**Task set**
1. According to the installation guide, what is the minimum PaddleSeg version required?
2. Swap "supply" for "draw" in the part of the records that opens with the line containing "Above is an image from the validation split. Locate the shaded" and closes with the last line of the records, changing nothing else, and give only that part, leaving out the picture.

**Selected text**
______

English | 简体中文
- 1 Installation
- 2 Dataset Preparation
- 3 Writing Configuration Files
- 4 Model Training
- 5 Model Deployment
- PaddlePaddle >= 2.4.0
- Python >= 3.7
Due to the high computational cost of model training, GPU version of PaddlePaddle (with CUDA 10.2 or later) is highly recommended. See PaddlePaddle official website for the installation tutorial.
git clone https://github.com/PaddlePaddle/PaddleSeg
By default we are fetching the latest release version of PaddleSeg. Note that the following requirement should be met:
- PaddleSeg >= 2.8
First, switch to root directory of the cloned PaddleSeg repo and run the following instructions:
# Install dependencies of PaddleSeg
pip install -r requirements.txt
# Install PaddleSeg
pip install .
Then, install the toolkit by running the following instructions:
cd PaddleSeg/contrib/PanopticSeg
# Install dependencies
pip install -r requirements.txt
# Install panoptic segmentation toolkit in editable mode
pip install -e .
Run the following instructions:
python -c "import paddlepanseg; print(paddlepanseg.__version__)"
If the version number of the toolkit is printed, you can verify that the installation was successful.
This toolkit supports model training and evaluation on both public datasets and user-created datasets. In general, a PaddleSeg-style file list is required for each subset of the dataset to be used, in addition to the JSON annotations. The content of the file list follows the PaddleSeg rules, except for the path to the panoptic labels (encoded in an RGB image) are used in place of the path to the semantic segmentation labels.
For commonly used public datasets, we provide some useful scripts to automatically preprocess data and generate file lists. These scripts, along with the detailed usage, can be found in tools/data
.
In order to train and evaluate panoptic segmentation models on a custom dataset, you have to create file lists first. The file list contains a number of rows, each representing a training/validation sample. In each row, there is a pair of paths separated by a single blank, with the first path pointing to the original image and the second path pointing to the panoptic labels. For example:
val2017/000000001000.jpg panoptic_val2017/000000001000.png
val2017/000000001268.jpg panoptic_val2017/000000001268.png
val2017/000000001296.jpg panoptic_val2017/000000001296.png
val2017/000000001353.jpg panoptic_val2017/000000001353.png
val2017/000000001425.jpg panoptic_val2017/000000001425.png
...

______

[Dataset items]
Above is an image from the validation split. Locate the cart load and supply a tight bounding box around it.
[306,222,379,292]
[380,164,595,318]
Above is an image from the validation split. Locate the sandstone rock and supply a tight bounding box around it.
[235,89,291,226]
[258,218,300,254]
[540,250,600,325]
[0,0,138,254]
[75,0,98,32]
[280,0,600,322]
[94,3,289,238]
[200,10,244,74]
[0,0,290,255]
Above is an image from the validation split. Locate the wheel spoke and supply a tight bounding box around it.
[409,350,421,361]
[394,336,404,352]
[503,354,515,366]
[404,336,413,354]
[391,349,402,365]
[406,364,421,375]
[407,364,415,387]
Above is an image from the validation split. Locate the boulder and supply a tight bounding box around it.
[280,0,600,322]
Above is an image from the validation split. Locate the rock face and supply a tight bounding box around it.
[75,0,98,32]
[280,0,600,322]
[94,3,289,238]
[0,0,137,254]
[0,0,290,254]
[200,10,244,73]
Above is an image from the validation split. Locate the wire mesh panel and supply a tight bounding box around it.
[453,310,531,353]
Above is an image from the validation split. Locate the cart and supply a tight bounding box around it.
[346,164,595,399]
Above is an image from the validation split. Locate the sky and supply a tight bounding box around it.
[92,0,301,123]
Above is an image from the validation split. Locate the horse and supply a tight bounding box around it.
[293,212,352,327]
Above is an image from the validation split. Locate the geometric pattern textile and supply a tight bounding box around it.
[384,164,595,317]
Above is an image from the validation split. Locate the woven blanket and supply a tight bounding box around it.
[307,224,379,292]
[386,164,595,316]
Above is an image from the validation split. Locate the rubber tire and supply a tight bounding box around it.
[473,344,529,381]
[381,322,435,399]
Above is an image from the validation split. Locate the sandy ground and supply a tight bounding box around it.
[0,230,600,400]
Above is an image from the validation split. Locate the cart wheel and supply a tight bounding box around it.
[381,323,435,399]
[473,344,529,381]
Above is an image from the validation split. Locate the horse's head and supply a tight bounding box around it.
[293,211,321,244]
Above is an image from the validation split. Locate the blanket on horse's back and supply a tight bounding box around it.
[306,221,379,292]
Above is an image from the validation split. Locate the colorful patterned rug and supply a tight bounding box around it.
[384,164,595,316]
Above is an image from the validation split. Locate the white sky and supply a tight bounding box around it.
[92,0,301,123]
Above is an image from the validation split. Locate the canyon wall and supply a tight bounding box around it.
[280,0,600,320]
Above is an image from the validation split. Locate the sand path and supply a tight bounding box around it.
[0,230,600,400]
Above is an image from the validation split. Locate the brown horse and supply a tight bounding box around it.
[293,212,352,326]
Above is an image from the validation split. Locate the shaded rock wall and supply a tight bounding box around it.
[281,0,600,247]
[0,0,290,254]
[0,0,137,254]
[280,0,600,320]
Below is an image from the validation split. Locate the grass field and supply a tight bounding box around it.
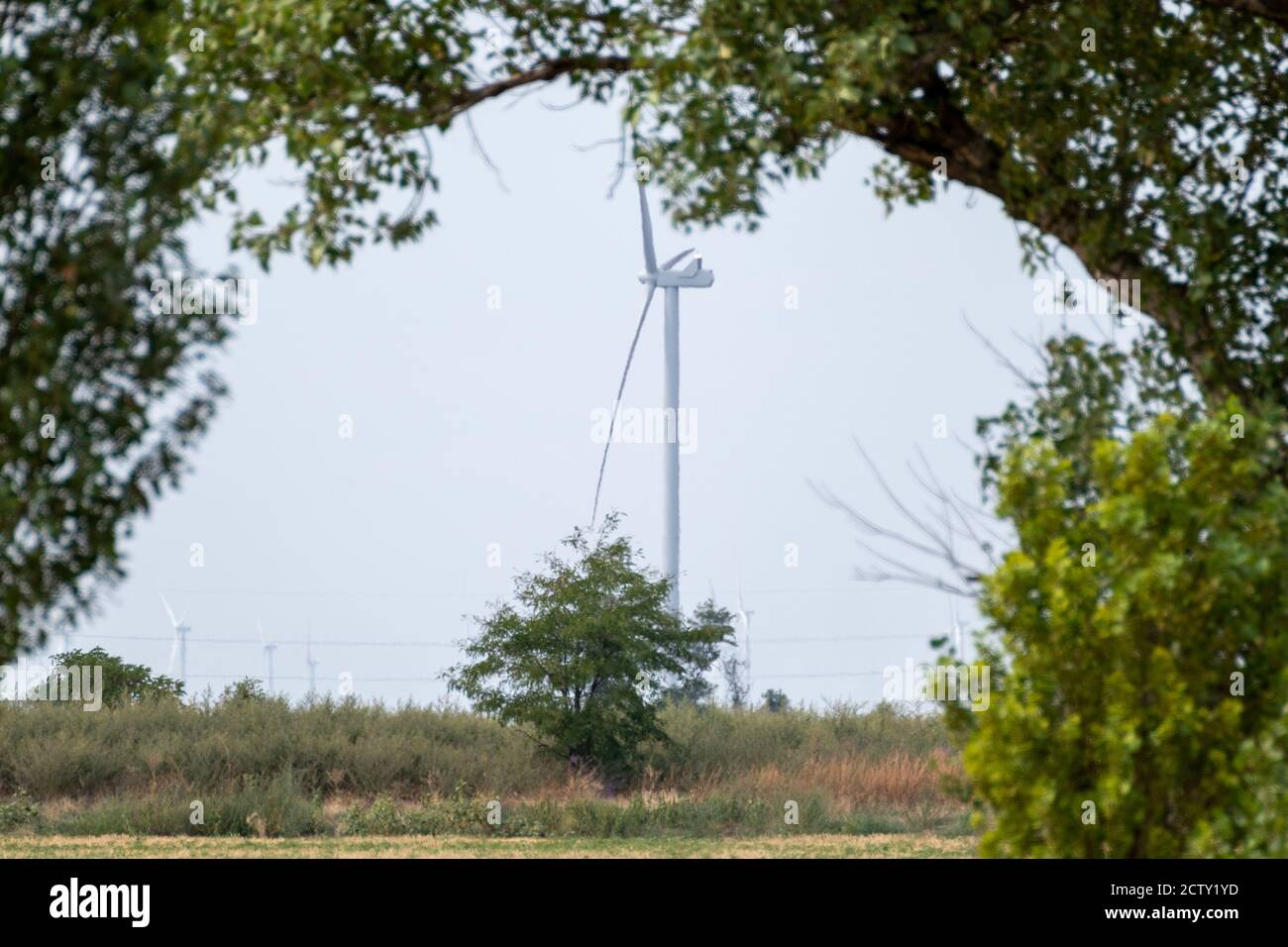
[0,835,974,858]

______

**Solutions per task**
1. PaddleSeg 2.8 or later.

2.
Above is an image from the validation split. Locate the shaded rock wall and draw a tight bounding box around it.
[281,0,600,247]
[0,0,290,254]
[0,0,137,254]
[280,0,600,320]
Below is an image from the validation split. Locate the grass field and draw a tight bounding box around it.
[0,835,974,858]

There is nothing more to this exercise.